> **Source excerpt**
Reading this compilation of Molnar’s life
work is a joy. George Molnar was an
architect, cartoonist, writer and teacher. His
cartoons appeared in the daily press from
the 1950s through to the 1980s and they
comprised a commentary on the issues of
the day. Molnar, with a background and
continuing interest in architecture, used his
cartoons to make particular comment on the
planning instruments that guided Sydney
developments. Much of the charm of this
book comes from these cartoons, and the
continuing relevance and incisiveness of his
observations to the people and events of his
time and today.
The book was inspired by an exhibition
with the same name, in 2001, of Molnar’s
cartoons in the City Exhibition Space at
Customs House, Sydney. The book expands
on the exhibition, placing the cartoons in
chronological order and locating them within
their historical context. Coverage of each
decade is preceded by commentary which
provides background to the issues explored
in the cartoons, supplies further insight to
the creation of the cartoons, from Molnar’s
personal viewpoint, and outlines the external
instruments of power that Molnar worked
within and but also criticised.

> **Stated problem**
Retype the book review from "The book was" up to and including "but also criticised.".

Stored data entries
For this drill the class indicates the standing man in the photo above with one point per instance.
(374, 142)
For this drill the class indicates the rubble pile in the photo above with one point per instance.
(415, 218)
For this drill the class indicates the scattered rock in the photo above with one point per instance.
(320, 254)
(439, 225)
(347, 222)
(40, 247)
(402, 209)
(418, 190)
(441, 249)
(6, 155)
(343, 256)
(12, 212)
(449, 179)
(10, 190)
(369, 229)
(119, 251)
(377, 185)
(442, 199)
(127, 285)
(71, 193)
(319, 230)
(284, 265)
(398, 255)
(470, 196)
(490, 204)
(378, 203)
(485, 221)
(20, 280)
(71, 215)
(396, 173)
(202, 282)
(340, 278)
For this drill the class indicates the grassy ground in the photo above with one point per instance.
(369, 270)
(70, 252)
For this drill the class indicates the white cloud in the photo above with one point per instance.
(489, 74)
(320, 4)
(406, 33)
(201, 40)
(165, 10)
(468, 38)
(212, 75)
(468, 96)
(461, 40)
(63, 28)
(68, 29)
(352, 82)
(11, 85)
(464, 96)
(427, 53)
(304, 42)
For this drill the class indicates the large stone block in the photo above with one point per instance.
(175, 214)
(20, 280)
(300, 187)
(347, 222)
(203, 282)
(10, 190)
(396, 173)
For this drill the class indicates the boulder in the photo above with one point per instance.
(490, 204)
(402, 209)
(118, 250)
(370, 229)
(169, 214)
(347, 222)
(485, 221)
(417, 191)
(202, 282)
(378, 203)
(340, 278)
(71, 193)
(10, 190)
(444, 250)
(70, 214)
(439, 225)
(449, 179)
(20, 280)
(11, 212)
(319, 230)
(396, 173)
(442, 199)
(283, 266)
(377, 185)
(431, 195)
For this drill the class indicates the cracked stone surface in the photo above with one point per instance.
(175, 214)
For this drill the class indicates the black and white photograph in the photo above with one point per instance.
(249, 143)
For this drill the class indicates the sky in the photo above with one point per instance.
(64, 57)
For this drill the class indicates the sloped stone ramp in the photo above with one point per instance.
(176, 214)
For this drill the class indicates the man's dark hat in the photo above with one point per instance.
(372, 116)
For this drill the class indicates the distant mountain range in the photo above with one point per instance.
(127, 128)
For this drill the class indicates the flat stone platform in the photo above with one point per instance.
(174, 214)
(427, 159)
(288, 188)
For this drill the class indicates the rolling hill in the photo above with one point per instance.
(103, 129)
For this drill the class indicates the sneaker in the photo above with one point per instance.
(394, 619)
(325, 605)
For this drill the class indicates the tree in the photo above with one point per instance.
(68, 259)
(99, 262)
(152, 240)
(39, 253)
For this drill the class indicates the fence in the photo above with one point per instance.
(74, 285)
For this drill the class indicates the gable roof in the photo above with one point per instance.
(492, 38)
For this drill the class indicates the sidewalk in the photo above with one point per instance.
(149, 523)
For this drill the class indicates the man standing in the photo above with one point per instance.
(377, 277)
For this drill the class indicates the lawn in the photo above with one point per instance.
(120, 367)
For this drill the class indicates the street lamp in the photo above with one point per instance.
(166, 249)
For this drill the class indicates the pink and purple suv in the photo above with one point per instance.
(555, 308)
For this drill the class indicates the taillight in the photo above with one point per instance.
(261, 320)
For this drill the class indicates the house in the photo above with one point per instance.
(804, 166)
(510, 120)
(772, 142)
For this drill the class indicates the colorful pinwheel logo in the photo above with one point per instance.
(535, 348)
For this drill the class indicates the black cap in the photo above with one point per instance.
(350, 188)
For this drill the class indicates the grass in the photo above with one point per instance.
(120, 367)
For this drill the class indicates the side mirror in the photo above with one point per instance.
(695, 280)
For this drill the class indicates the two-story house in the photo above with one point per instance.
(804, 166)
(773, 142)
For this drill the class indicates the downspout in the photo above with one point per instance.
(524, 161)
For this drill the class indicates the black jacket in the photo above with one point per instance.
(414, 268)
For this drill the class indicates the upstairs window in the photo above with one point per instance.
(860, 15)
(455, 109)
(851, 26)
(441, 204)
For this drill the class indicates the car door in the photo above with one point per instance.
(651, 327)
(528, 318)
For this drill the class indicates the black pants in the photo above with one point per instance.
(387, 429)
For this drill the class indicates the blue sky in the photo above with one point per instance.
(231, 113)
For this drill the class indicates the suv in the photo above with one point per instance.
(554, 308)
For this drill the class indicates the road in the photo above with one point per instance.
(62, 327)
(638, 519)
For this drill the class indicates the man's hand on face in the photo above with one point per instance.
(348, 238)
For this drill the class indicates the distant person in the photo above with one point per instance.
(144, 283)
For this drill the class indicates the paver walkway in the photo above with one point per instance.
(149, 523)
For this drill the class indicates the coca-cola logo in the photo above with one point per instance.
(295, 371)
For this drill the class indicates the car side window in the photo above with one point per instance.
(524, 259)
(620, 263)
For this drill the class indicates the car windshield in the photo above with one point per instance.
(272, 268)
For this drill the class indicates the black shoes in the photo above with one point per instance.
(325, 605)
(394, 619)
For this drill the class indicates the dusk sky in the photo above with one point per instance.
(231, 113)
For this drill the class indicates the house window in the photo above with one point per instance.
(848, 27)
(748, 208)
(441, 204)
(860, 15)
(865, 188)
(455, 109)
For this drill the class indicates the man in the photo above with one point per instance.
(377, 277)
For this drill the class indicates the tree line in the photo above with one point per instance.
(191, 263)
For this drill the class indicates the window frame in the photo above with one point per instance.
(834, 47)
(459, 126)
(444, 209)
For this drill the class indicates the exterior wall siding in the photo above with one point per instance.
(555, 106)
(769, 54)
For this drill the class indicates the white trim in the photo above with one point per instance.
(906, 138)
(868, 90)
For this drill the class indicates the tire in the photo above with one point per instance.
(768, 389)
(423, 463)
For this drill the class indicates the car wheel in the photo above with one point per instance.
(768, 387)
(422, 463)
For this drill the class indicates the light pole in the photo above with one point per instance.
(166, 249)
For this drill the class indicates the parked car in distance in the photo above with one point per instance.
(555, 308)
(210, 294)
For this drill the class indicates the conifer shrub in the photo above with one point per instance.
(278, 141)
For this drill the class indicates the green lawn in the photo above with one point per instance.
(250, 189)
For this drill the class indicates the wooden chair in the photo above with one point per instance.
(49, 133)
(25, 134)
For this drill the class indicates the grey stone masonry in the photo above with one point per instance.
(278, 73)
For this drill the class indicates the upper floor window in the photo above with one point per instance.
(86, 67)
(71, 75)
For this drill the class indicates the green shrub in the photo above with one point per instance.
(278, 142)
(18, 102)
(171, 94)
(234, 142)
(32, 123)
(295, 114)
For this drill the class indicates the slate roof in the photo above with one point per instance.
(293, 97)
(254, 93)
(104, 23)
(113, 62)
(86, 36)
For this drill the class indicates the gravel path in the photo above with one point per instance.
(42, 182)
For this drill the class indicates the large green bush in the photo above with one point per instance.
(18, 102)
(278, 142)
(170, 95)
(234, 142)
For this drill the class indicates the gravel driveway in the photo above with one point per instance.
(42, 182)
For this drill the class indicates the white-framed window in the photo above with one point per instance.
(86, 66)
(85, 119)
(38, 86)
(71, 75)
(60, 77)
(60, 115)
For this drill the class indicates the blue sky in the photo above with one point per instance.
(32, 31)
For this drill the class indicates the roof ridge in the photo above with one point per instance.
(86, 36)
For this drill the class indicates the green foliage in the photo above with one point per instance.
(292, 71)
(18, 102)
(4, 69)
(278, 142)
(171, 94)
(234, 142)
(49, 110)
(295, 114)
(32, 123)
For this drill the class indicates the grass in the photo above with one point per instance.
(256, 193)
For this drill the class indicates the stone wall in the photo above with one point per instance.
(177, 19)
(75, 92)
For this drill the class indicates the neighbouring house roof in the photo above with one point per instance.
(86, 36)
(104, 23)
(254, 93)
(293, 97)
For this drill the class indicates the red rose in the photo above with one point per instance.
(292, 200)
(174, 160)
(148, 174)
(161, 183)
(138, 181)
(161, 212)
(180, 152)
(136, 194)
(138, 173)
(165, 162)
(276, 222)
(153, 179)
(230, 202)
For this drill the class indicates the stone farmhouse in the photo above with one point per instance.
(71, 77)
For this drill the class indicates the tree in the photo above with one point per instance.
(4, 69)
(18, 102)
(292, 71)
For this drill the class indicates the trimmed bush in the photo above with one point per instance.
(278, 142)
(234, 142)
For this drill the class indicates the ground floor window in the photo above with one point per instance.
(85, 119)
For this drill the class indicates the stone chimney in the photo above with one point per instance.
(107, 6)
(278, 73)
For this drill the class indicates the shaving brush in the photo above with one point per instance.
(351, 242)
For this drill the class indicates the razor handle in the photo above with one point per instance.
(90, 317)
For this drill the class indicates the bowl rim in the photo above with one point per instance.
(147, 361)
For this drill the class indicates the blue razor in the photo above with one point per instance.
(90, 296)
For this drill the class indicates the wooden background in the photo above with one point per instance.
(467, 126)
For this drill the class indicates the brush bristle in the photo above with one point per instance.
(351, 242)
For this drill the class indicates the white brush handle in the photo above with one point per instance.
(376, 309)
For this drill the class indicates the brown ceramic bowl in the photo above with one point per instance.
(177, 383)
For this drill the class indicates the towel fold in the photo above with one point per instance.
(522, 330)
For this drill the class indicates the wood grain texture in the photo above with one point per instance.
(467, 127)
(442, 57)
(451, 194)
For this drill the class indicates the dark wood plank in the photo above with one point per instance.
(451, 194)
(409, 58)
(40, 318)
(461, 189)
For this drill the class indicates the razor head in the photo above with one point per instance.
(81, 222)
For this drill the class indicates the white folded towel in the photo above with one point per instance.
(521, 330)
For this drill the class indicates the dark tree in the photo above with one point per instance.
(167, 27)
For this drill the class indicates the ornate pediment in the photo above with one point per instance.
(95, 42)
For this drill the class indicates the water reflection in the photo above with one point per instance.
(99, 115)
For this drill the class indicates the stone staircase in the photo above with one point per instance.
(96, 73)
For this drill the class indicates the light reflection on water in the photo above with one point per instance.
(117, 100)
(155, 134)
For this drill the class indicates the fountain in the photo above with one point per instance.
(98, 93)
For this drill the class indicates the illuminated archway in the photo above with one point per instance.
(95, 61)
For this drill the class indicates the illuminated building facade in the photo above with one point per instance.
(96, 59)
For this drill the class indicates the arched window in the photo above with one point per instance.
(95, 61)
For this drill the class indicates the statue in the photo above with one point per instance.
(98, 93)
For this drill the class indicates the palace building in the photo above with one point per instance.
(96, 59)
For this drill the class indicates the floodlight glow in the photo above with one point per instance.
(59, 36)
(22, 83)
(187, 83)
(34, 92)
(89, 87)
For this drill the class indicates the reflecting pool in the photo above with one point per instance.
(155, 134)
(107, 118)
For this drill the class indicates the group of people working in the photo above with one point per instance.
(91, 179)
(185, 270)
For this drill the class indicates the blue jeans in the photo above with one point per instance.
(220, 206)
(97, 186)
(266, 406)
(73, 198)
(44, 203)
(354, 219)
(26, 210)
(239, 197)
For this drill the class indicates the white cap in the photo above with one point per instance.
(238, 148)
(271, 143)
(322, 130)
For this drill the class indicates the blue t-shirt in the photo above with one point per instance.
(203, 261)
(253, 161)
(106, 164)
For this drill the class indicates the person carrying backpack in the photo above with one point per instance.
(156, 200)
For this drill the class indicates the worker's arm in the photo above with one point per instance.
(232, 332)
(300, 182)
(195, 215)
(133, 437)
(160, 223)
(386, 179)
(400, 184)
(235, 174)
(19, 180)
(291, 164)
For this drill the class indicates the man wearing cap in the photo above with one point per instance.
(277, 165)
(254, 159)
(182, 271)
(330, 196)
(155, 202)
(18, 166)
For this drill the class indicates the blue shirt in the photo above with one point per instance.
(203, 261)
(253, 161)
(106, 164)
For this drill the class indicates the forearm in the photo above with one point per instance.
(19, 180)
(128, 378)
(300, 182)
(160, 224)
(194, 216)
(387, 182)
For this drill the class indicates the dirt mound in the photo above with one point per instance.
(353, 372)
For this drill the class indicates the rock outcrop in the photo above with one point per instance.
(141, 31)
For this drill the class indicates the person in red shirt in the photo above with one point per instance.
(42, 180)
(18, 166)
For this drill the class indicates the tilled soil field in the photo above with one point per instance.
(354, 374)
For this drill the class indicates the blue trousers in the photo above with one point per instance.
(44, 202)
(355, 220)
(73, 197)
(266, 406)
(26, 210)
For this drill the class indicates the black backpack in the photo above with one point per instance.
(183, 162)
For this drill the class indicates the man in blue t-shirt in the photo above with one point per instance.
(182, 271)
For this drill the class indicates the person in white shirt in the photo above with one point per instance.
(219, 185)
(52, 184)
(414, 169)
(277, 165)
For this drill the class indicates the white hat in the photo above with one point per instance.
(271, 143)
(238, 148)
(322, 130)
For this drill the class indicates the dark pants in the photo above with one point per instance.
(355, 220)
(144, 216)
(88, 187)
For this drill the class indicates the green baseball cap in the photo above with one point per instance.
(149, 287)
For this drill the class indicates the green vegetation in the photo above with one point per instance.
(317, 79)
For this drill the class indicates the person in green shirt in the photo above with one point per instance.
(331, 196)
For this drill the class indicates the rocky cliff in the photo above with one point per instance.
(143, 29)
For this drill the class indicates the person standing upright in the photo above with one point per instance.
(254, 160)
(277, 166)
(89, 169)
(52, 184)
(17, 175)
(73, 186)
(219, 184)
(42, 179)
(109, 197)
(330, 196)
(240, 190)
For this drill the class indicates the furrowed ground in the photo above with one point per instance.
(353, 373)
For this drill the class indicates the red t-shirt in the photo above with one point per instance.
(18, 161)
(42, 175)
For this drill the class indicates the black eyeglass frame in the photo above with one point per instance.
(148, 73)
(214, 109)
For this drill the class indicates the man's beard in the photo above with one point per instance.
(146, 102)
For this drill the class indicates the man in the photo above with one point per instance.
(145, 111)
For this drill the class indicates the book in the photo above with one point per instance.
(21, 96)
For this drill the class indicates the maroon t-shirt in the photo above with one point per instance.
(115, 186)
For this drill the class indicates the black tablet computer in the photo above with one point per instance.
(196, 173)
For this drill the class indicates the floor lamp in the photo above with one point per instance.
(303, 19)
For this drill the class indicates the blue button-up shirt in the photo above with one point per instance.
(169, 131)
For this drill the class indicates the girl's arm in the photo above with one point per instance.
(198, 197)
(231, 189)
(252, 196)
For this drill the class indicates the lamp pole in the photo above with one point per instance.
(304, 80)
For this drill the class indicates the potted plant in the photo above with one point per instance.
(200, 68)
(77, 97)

> **Solved exercise**
The book was inspired by an exhibition
with the same name, in 2001, of Molnar’s
cartoons in the City Exhibition Space at
Customs House, Sydney. The book expands
on the exhibition, placing the cartoons in
chronological order and locating them within
their historical context. Coverage of each
decade is preceded by commentary which
provides background to the issues explored
in the cartoons, supplies further insight to
the creation of the cartoons, from Molnar’s
personal viewpoint, and outlines the external
instruments of power that Molnar worked
within and but also criticised.